-- START Data entries --

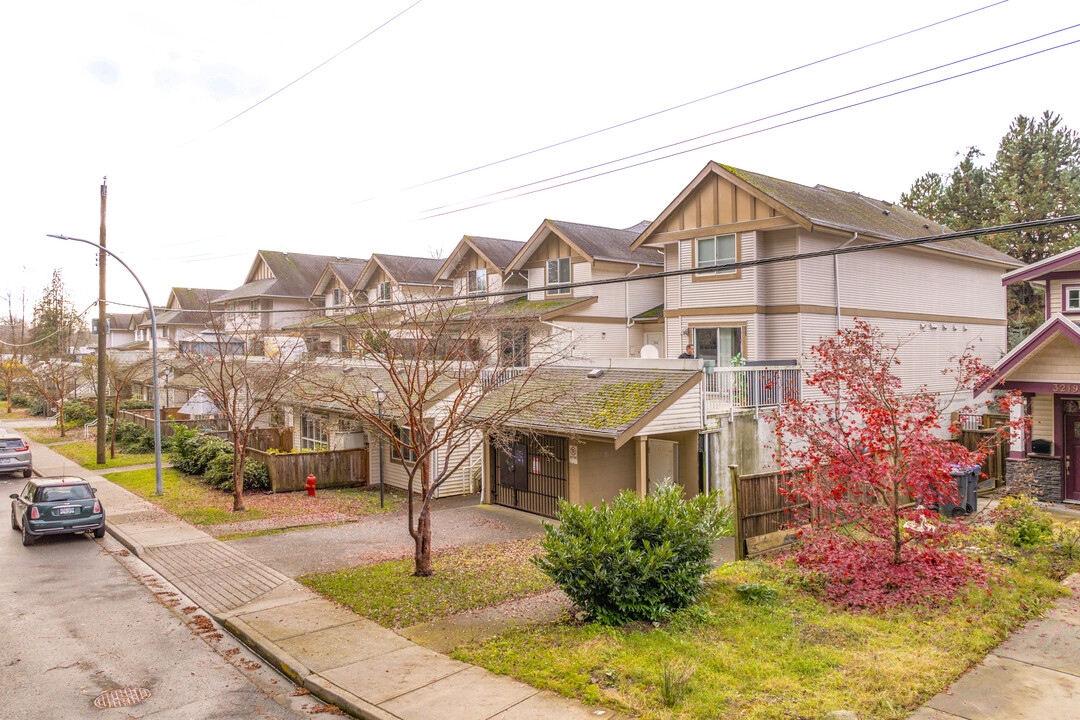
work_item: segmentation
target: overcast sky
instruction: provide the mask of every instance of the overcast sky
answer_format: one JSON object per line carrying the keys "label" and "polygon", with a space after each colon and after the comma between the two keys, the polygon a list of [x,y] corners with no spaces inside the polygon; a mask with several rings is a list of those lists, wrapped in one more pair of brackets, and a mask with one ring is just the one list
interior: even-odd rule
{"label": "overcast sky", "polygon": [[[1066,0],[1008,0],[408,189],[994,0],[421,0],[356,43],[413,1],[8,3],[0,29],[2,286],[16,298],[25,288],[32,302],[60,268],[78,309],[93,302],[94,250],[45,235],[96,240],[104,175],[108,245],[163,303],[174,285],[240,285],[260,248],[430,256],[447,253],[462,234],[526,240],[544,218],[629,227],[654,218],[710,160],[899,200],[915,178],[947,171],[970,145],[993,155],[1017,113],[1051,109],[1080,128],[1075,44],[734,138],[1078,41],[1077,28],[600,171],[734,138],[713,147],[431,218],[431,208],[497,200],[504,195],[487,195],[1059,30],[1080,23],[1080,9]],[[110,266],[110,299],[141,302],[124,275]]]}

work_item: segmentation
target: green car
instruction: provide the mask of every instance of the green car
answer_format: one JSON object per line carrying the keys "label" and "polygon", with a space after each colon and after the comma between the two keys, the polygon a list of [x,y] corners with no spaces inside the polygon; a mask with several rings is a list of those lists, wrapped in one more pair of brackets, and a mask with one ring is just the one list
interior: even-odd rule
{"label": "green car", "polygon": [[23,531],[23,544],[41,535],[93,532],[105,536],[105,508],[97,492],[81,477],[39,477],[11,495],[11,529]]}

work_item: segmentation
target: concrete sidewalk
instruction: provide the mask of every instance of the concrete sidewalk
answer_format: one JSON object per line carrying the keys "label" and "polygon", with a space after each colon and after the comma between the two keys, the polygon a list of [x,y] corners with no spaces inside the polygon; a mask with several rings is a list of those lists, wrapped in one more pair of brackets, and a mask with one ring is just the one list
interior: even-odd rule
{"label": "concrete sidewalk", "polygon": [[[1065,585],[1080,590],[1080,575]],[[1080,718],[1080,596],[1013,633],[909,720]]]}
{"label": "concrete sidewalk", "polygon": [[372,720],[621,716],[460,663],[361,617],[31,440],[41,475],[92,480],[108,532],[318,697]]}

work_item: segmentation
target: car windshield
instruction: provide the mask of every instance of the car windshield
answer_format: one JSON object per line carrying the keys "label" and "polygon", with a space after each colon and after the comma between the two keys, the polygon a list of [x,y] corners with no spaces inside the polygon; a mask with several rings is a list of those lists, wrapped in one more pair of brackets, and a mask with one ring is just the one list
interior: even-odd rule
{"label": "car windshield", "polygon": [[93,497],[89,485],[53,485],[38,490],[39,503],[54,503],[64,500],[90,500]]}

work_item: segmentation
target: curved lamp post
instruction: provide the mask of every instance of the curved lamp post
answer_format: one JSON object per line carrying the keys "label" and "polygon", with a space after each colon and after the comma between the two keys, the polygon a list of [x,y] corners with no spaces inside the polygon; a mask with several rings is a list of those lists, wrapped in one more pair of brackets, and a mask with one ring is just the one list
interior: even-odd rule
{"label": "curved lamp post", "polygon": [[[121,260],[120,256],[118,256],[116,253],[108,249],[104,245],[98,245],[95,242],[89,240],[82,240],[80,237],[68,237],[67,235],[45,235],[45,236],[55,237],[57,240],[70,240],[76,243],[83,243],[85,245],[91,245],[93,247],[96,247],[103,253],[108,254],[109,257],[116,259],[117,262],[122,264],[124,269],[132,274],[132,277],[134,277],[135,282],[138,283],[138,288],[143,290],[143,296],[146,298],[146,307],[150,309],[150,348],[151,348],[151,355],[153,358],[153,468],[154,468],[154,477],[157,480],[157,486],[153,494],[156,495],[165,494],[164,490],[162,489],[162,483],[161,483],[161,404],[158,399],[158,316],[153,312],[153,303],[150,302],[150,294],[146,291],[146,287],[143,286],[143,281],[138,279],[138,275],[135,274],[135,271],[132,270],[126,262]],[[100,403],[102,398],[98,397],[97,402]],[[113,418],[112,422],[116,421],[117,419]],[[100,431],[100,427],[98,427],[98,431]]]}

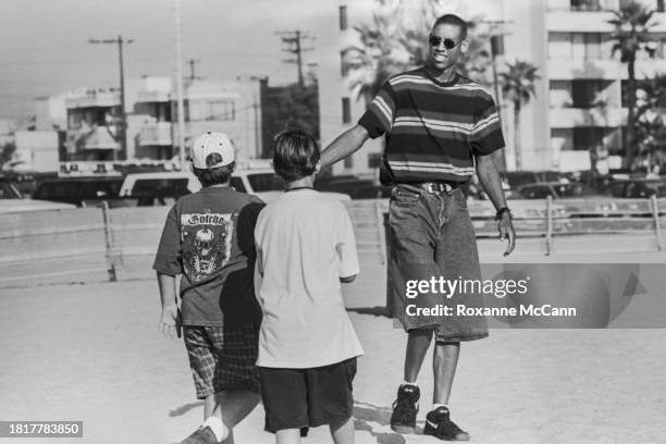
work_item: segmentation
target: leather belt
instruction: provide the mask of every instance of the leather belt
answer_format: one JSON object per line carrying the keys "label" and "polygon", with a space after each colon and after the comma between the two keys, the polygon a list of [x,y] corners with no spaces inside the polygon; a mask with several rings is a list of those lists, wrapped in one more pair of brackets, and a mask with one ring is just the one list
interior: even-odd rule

-- END Data entries --

Task prompt = Write out the items above unchanged, from the first line up to and including the line that contains "instruction: provide the mask of every instance of the overcast". Leave the pictures out of your copy.

Worked solution =
work_item: segmentation
target: overcast sky
instruction: provide the mask of every instance of the overcast sky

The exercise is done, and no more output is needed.